INSTRUKSI KERJA — Sajikan semua entri di bawah ini sebagai tabel Markdown dengan kolom "Nomor" dan "Baris Entri". Baris kosong tidak perlu dimasukkan.

ENTRI TERSIMPAN —
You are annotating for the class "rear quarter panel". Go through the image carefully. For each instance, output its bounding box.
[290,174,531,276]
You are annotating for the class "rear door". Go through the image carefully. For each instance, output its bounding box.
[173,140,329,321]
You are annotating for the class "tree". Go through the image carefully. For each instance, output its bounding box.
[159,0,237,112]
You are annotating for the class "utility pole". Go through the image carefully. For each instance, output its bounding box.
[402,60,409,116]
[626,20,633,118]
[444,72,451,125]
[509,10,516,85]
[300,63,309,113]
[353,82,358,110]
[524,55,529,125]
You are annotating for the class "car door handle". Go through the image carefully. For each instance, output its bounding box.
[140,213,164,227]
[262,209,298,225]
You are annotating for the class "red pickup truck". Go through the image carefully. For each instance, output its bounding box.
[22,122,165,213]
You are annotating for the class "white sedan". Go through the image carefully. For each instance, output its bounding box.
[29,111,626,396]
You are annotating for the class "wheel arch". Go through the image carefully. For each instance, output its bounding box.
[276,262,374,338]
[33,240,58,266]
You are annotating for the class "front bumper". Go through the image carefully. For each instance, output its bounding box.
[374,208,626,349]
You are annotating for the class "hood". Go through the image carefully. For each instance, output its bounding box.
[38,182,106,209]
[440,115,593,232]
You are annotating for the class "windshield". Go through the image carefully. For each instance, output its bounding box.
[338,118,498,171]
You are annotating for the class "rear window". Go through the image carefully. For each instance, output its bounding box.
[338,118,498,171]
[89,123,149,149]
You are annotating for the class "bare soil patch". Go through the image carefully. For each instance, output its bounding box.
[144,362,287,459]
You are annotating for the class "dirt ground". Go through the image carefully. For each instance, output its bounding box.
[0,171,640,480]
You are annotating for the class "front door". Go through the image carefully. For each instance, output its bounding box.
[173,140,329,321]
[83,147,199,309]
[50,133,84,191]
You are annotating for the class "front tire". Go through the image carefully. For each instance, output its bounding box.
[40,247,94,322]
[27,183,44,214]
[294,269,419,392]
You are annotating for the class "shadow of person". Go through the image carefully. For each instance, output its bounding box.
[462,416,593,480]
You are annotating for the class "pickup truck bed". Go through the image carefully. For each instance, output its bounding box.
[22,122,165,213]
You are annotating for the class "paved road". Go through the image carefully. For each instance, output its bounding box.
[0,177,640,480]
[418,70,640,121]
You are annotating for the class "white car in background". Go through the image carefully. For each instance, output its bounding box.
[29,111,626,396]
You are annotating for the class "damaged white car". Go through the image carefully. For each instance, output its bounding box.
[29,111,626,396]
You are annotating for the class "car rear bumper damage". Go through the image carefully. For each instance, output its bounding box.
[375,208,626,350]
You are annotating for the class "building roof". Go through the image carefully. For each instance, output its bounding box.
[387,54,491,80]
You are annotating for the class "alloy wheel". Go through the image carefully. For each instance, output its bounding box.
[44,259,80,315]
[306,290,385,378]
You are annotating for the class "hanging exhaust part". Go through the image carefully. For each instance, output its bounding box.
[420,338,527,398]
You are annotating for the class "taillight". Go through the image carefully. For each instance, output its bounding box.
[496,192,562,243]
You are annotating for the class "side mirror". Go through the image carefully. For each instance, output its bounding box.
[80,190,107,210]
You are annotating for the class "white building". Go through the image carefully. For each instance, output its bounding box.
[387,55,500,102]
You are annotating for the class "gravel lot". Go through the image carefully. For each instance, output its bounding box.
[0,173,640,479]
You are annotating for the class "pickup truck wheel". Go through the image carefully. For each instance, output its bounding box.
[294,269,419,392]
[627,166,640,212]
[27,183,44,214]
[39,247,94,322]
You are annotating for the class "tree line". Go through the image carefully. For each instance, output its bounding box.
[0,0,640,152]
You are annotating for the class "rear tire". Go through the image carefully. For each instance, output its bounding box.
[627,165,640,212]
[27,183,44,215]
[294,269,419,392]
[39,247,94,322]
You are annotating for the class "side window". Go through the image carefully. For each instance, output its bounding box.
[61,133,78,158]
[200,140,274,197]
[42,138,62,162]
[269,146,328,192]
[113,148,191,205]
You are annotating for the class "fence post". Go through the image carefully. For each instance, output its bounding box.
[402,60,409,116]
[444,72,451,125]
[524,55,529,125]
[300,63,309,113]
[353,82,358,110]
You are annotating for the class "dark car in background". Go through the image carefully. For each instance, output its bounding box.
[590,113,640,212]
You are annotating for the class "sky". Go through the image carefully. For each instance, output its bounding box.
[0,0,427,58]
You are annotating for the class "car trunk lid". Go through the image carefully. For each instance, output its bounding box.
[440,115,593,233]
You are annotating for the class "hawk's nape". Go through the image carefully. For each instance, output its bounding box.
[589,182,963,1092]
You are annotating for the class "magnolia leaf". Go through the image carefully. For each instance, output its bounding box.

JAWABAN —
| Nomor | Baris Entri |
|---|---|
| 1 | You are annotating for the class "rear quarter panel". Go through the image carefully. For each instance, output its bounding box. |
| 2 | [290,174,531,276] |
| 3 | You are annotating for the class "rear door". Go through the image carefully. For each instance, output its bounding box. |
| 4 | [173,140,329,321] |
| 5 | You are annotating for the class "tree". Go through the image carefully. For each instance, output its bounding box. |
| 6 | [159,0,237,112] |
| 7 | You are annotating for the class "utility pole". Go through the image carefully. For each instance, output its bounding box. |
| 8 | [402,60,409,116] |
| 9 | [626,20,633,118] |
| 10 | [444,72,451,125] |
| 11 | [509,10,516,85] |
| 12 | [300,63,309,113] |
| 13 | [353,82,358,110] |
| 14 | [524,55,529,125] |
| 15 | You are annotating for the class "car door handle". Go through the image carefully. For each instance, output its bounding box. |
| 16 | [140,213,164,227] |
| 17 | [262,209,298,225] |
| 18 | You are annotating for the class "red pickup truck". Go through the image carefully. For each instance, output its bounding box. |
| 19 | [22,122,165,213] |
| 20 | You are annotating for the class "white sedan". Go through the image carefully. For each instance, output its bounding box. |
| 21 | [29,111,626,396] |
| 22 | You are annotating for the class "wheel arch". Go through the image carefully. For each instance, output its bounding box. |
| 23 | [276,262,374,338] |
| 24 | [33,240,58,266] |
| 25 | You are annotating for the class "front bumper". Go through the image carefully. For each instance, output its bounding box. |
| 26 | [374,208,626,349] |
| 27 | You are annotating for the class "hood". Go through the image carefully. For each instance, output its bounding box. |
| 28 | [38,182,106,209] |
| 29 | [440,115,593,232] |
| 30 | You are annotating for the class "windshield". Go through the image carefully. For each instance, output its bounding box. |
| 31 | [338,118,498,171] |
| 32 | You are annotating for the class "rear window". Go through the image carefully. For each instance, output its bounding box. |
| 33 | [338,118,498,171] |
| 34 | [89,123,149,149] |
| 35 | You are annotating for the class "bare soil patch". Go through the image carefully. For each instance, output its bounding box. |
| 36 | [144,362,287,459] |
| 37 | You are annotating for the class "dirt ground". Go through the image carefully. For each instance, output its bounding box. |
| 38 | [0,171,640,480] |
| 39 | You are annotating for the class "front door". Go through the image carefully. For each instance, output its bounding box. |
| 40 | [173,140,329,321] |
| 41 | [83,147,199,309] |
| 42 | [50,133,84,191] |
| 43 | You are annotating for the class "front tire". Go through the image carefully. For each instance, output its bounding box. |
| 44 | [40,247,94,322] |
| 45 | [27,183,44,214] |
| 46 | [294,269,419,392] |
| 47 | You are annotating for the class "shadow of person". Go through the image carefully. For each instance, output its bounding box. |
| 48 | [462,416,593,480] |
| 49 | You are annotating for the class "pickup truck bed". Go through the image carefully. For each instance, output its bounding box. |
| 50 | [22,122,165,213] |
| 51 | You are annotating for the class "paved road". Go through the image carefully. For each instance, output its bounding box. |
| 52 | [0,177,640,480] |
| 53 | [418,70,640,121] |
| 54 | You are annotating for the class "white car in background". Go through the image carefully. For each instance, output its bounding box. |
| 55 | [29,111,626,396] |
| 56 | You are annotating for the class "damaged white car". Go through the image carefully. For each instance, output its bounding box. |
| 57 | [29,111,626,396] |
| 58 | You are annotating for the class "car rear bumper damage". Go through the image carefully. For each instance, output its bounding box. |
| 59 | [375,208,626,350] |
| 60 | You are annotating for the class "building roof". Go through the image carefully. For each instance, output its bounding box. |
| 61 | [387,54,491,80] |
| 62 | You are annotating for the class "alloy wheel". Go through the image carefully. For each instance, output its bounding box. |
| 63 | [44,259,80,315] |
| 64 | [306,290,385,378] |
| 65 | You are annotating for the class "hanging exhaust part". Go through the image carefully. For each instance, output its bounding box. |
| 66 | [420,338,527,398] |
| 67 | You are annotating for the class "taillight". Go through the image carefully. For each instance, output its bounding box. |
| 68 | [496,192,562,243] |
| 69 | You are annotating for the class "side mirror". Go through the image carefully. For each instance, output its bounding box. |
| 70 | [80,190,107,210] |
| 71 | You are annotating for the class "white building". Go through the image carefully. For each instance, output its bounding box. |
| 72 | [387,55,500,102] |
| 73 | You are annotating for the class "gravel lot". Go through the image carefully. For each instance, output its bounding box. |
| 74 | [0,173,640,479] |
| 75 | You are annotating for the class "pickup truck wheel". Go through the image carefully. For each instance, output its bounding box. |
| 76 | [294,269,419,392] |
| 77 | [627,166,640,212] |
| 78 | [27,183,44,214] |
| 79 | [39,247,94,322] |
| 80 | You are annotating for the class "tree line". Go through the image carefully. For each instance, output its bounding box. |
| 81 | [0,0,640,152] |
| 82 | You are annotating for the class "rear tire". Go through the image carefully. For each instance, output its bounding box. |
| 83 | [627,165,640,212] |
| 84 | [27,183,44,215] |
| 85 | [294,269,419,392] |
| 86 | [39,247,94,322] |
| 87 | You are annotating for the class "side window". Go through the image carefully. For each instance, output its bounding box. |
| 88 | [61,133,78,158] |
| 89 | [200,140,274,197] |
| 90 | [42,138,62,162] |
| 91 | [269,146,328,192] |
| 92 | [113,148,191,205] |
| 93 | You are annotating for the class "fence post". Go through the image carefully. For each instance, output its bounding box. |
| 94 | [402,60,409,116] |
| 95 | [444,72,451,125] |
| 96 | [524,55,529,125] |
| 97 | [300,63,309,113] |
| 98 | [353,82,358,110] |
| 99 | You are annotating for the class "dark car in background". Go through the image carefully. For each instance, output its bounding box. |
| 100 | [590,113,640,212] |
| 101 | You are annotating for the class "sky". Go through the image carefully. For each instance, output its bounding box. |
| 102 | [0,0,427,58] |
| 103 | You are annotating for the class "car trunk lid". Go through the image carefully. For each instance, output its bounding box. |
| 104 | [440,115,593,233] |
| 105 | You are annotating for the class "hawk's nape". Go through the image carefully. For each instance, output its bounding box. |
| 106 | [589,182,963,1092] |
| 107 | You are annotating for the class "magnolia leaf". Go through the image carefully. For each instance, output its bounding box. |